*** Opening of Task data ***
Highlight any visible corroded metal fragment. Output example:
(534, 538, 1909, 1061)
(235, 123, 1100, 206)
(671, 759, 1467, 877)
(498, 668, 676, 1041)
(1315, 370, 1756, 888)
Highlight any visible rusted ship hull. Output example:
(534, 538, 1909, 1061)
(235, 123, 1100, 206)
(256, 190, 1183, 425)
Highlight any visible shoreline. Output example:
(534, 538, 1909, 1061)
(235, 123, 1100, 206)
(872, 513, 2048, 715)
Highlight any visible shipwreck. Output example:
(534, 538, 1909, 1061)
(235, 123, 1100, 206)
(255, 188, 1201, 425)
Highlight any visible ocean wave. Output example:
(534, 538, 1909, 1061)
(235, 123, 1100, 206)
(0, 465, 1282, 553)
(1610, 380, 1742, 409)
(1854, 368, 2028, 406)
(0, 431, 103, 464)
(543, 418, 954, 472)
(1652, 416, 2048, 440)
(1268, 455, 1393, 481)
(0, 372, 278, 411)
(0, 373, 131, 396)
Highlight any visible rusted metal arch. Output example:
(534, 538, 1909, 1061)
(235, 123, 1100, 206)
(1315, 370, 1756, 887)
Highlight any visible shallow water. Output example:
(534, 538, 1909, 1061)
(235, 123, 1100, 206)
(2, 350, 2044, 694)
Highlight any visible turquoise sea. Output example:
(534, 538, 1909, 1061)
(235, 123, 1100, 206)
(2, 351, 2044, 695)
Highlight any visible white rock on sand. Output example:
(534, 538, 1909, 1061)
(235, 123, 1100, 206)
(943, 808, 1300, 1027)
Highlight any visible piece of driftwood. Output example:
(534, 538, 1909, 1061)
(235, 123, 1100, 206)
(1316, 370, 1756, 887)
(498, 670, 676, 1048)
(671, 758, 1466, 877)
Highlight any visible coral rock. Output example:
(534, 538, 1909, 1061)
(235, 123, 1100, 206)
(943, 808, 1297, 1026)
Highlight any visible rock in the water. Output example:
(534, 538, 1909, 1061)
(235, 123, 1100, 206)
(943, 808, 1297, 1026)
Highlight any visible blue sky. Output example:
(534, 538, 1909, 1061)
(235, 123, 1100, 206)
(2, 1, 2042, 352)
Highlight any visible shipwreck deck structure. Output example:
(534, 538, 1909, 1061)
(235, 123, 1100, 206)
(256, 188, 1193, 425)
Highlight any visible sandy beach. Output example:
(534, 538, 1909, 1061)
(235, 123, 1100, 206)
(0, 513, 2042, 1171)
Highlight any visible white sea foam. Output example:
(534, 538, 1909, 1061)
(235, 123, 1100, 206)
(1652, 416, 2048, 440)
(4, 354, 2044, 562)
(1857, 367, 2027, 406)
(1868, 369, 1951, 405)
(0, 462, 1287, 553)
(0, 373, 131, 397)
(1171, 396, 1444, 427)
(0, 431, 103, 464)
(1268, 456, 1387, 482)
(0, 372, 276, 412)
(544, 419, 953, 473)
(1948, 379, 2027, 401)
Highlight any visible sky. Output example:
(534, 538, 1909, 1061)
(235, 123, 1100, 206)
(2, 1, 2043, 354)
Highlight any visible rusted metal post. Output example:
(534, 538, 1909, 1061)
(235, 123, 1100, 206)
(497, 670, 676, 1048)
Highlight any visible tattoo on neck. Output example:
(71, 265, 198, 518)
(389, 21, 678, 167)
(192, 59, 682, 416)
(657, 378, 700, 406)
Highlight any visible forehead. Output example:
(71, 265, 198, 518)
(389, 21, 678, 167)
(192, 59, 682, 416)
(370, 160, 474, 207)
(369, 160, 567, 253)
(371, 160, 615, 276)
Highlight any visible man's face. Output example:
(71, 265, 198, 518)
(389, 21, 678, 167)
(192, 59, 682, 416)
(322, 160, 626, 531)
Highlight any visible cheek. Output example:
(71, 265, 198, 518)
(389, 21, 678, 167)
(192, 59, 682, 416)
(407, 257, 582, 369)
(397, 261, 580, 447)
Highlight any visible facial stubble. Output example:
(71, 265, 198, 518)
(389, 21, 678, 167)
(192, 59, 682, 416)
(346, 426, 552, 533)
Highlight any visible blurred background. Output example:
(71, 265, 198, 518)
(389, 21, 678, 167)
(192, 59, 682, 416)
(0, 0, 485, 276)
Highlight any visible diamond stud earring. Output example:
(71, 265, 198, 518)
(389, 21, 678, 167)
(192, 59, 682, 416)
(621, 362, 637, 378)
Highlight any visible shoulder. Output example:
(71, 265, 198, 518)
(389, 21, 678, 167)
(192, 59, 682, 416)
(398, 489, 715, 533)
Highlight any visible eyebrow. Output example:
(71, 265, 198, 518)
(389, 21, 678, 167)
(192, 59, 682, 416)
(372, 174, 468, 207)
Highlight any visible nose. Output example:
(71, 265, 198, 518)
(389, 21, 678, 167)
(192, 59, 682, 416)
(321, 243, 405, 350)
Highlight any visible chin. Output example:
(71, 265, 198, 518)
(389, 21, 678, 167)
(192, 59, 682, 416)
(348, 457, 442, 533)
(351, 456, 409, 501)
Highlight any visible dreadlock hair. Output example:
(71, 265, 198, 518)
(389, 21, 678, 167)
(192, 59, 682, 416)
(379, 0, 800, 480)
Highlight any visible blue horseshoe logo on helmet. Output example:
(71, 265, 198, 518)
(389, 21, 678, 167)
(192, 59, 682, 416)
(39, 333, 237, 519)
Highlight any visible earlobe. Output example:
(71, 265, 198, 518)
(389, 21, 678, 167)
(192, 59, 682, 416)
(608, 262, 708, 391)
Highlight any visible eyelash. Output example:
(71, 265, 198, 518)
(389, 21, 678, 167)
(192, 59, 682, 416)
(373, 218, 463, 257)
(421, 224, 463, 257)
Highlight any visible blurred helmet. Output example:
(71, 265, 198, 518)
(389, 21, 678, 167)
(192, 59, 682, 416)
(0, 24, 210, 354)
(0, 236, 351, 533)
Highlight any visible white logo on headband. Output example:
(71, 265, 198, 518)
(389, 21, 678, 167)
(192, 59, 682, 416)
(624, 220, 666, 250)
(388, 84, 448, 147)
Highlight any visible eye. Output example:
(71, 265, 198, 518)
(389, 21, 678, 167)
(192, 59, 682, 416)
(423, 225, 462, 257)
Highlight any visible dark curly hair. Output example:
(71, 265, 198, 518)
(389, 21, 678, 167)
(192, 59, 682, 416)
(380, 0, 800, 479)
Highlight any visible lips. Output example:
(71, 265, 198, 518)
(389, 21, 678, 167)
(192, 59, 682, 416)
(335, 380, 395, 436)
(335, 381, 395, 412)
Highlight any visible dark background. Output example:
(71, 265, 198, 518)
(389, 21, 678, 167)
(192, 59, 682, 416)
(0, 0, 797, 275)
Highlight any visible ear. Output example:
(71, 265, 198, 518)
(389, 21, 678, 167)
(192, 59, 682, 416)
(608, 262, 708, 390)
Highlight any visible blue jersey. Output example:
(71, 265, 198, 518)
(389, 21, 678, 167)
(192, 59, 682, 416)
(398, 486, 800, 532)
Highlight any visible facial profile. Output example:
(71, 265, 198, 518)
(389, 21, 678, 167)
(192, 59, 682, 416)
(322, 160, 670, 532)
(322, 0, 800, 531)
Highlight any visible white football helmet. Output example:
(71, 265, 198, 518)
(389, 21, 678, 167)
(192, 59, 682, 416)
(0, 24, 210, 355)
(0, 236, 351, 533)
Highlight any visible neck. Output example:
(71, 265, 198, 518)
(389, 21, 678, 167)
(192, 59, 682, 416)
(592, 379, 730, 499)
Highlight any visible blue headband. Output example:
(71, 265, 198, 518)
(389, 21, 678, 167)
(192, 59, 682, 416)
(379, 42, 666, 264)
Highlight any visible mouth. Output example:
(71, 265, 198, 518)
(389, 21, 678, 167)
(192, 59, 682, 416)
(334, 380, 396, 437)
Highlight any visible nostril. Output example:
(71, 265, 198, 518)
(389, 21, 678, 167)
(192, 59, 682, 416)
*** Close of Task data ***
▶ Work item: If a line in the entries contains the word "metal", copy that line out.

▶ Answer for the task:
Highlight any visible corroded metal fragment. Output example:
Highlight any visible rusted metal arch. Output example:
Highlight any visible rusted metal post. Output example:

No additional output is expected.